[WHAT YOU NEED TO DO]: Word for word, and without a single picture, repeat the entries.

[DATA RECORDS]:
+ + + + +

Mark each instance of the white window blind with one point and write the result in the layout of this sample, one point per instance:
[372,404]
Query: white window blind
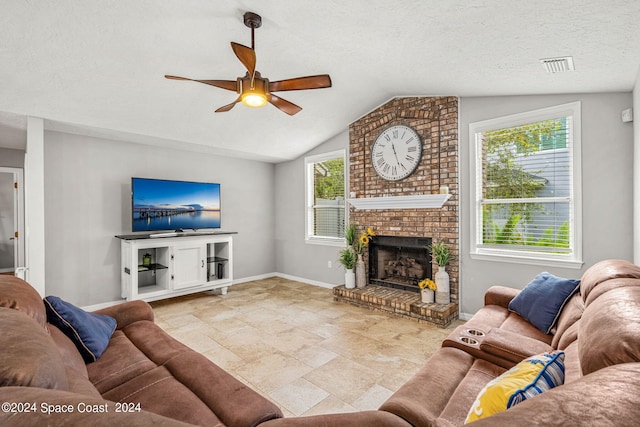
[325,196]
[525,202]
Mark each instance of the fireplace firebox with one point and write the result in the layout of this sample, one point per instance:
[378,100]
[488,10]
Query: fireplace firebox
[399,262]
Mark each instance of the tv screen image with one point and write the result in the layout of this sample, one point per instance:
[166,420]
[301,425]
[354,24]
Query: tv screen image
[159,204]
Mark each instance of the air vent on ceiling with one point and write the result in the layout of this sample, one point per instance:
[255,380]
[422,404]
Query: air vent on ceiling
[558,65]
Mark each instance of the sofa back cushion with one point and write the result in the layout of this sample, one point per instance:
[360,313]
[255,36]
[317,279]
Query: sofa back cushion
[566,331]
[607,275]
[610,329]
[17,294]
[29,356]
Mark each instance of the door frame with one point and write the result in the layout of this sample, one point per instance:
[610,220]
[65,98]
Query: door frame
[18,215]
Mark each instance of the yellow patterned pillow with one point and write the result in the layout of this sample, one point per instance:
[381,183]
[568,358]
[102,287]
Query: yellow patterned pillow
[528,378]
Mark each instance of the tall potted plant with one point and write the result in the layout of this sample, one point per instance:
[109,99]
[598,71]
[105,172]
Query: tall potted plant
[441,255]
[348,260]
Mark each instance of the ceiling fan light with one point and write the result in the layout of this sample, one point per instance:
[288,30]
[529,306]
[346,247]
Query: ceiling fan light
[254,99]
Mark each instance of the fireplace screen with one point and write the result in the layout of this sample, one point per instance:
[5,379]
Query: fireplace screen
[399,262]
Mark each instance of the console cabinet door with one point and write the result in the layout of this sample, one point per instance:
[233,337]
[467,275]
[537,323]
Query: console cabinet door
[189,265]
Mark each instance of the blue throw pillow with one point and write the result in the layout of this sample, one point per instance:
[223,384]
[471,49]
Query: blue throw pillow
[543,299]
[89,332]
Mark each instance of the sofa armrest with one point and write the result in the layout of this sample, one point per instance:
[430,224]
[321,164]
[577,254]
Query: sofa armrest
[500,295]
[36,407]
[128,312]
[580,403]
[511,346]
[352,419]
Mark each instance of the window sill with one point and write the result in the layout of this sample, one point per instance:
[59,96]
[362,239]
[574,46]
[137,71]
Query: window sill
[325,241]
[526,259]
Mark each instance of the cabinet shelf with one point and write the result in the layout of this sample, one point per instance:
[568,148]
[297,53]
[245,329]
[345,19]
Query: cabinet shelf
[151,267]
[179,265]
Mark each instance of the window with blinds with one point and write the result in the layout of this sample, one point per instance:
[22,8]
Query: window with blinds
[526,169]
[325,197]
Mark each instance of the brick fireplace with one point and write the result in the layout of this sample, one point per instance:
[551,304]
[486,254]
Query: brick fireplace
[435,119]
[399,262]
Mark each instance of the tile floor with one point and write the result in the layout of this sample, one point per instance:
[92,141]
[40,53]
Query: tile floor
[292,343]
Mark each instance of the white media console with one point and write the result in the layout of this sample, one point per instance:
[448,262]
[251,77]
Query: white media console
[166,265]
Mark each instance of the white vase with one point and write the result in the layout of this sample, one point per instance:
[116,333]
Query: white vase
[349,279]
[361,275]
[442,280]
[427,296]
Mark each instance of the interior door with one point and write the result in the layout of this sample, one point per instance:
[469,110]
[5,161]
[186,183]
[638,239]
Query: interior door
[11,236]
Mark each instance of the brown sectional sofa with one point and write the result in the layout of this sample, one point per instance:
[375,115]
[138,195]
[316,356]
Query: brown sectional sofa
[142,364]
[598,330]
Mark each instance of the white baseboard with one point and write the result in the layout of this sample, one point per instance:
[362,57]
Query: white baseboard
[307,281]
[465,316]
[235,282]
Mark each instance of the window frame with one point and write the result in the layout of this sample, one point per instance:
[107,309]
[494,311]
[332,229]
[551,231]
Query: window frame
[309,163]
[522,255]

+ + + + +

[OUTPUT OF THE TASK]:
Mark each instance of the white window blind with one point and write the result in the layout of this sample, one point per instance:
[372,404]
Query: white window blind
[325,196]
[525,202]
Mark each instance of the fireplace firebox with one point and write the result in the layout of this sample, one point per instance:
[378,100]
[488,10]
Query: fireplace firebox
[399,262]
Mark each instance of the tv screen image with one point and write the result in the layout of this sample, one point per instance:
[166,420]
[301,425]
[354,24]
Query: tv screen image
[159,204]
Mark each instance of the air vent on ceiling with one point and write the result in the layout of this sample, one point per instance:
[255,380]
[422,404]
Query: air vent on ceiling
[558,65]
Mark each instance of the sofa back cushion with one point and write the result in the layout of this sample, one point per instance:
[360,313]
[255,36]
[317,279]
Query: sofa back cushion
[566,331]
[607,275]
[610,329]
[17,294]
[29,356]
Mark each instance of the door frame with one point and write the result in the layout of this sample, one point per instance:
[610,220]
[65,98]
Query: door frame
[18,215]
Mark each instance of the yellow patterned pillow with one point and write the result in the layout of this sample, one point per instance:
[381,183]
[568,358]
[102,287]
Query: yellow patterned pillow
[528,378]
Mark each instance of the tall potted plant with one point and write the result in the layout of this sample, one point per instance:
[109,99]
[598,71]
[105,172]
Query: tall potted plant
[441,255]
[348,260]
Mark each instance of the ceiling fan light with one point and write the result in the layout of this sample, one point per instance:
[288,30]
[529,306]
[346,247]
Query: ceiling fan light
[254,99]
Mark each instance of the fireplace screen with one point and write the result in the layout of this sample, one point per instance:
[5,379]
Query: fireplace screen
[399,262]
Mark each instance of the console cabinet door with one point and write the result in the layout of this sample, one point per instance:
[233,337]
[467,275]
[537,323]
Query: console cabinet door
[189,265]
Mark each instance of the blue throw pillow with one point and write the result in the layout of this sample, one point per instance:
[223,384]
[471,49]
Query: blue throw pillow
[543,299]
[89,332]
Mark each instance of the sofa armrest with one point and write the result in the layout of this sample, one point per instance:
[430,224]
[321,164]
[577,254]
Query: sofa armrest
[500,295]
[36,407]
[128,312]
[580,403]
[511,346]
[352,419]
Mark each instance of the window sill with one point and write the result in the layout of this sample, one point per instance:
[59,96]
[362,239]
[574,46]
[137,71]
Query: window sill
[325,241]
[526,259]
Mark each instance of the cabinet shelf with one point and write the result in the layout of this sample, one point per instance:
[568,148]
[297,53]
[245,329]
[345,19]
Query: cabinet shelf
[151,267]
[179,265]
Mark each instance of the window with blinds with one point and write the result in the layout of this sample, one point per instance:
[22,8]
Query: window with blinds
[526,169]
[325,197]
Mark each instance of the brick fireplace with one point and write the result in the layout of this sample, one point per instance:
[551,304]
[486,254]
Query: brick fireplace
[435,119]
[399,262]
Mark each instance of the tile floor with one point and write the result in the layout of this sample, one point per instance:
[92,141]
[40,53]
Query: tile floor
[292,343]
Mark each instance of the white media console with one point and write the result in the layout of this sample, one point per instance:
[448,262]
[251,77]
Query: white media console
[166,265]
Mark each instance of the white vase with one point and write the result in the layout of this sample, one point per instance:
[116,333]
Query: white vase
[349,279]
[361,275]
[442,280]
[427,296]
Mark each instance of the interior door with one point and write the result in the layout of this sample, one point per instance:
[469,110]
[5,161]
[186,183]
[638,239]
Query: interior door
[11,236]
Mark each instance of the brown sectional sofa with one point and write the result in the layout of this sample, one point per instance:
[375,115]
[138,195]
[316,356]
Query: brown sectional sofa
[142,364]
[598,330]
Mark each instance of the white baseboard with one point and write the result in the layout of this sample, one point per instance:
[362,57]
Query: white baseboard
[307,281]
[465,316]
[235,282]
Mark each instance of the window frame with one point and write the result in the layout of this sample, one point per instance:
[107,309]
[494,311]
[332,229]
[551,231]
Query: window frame
[309,163]
[522,255]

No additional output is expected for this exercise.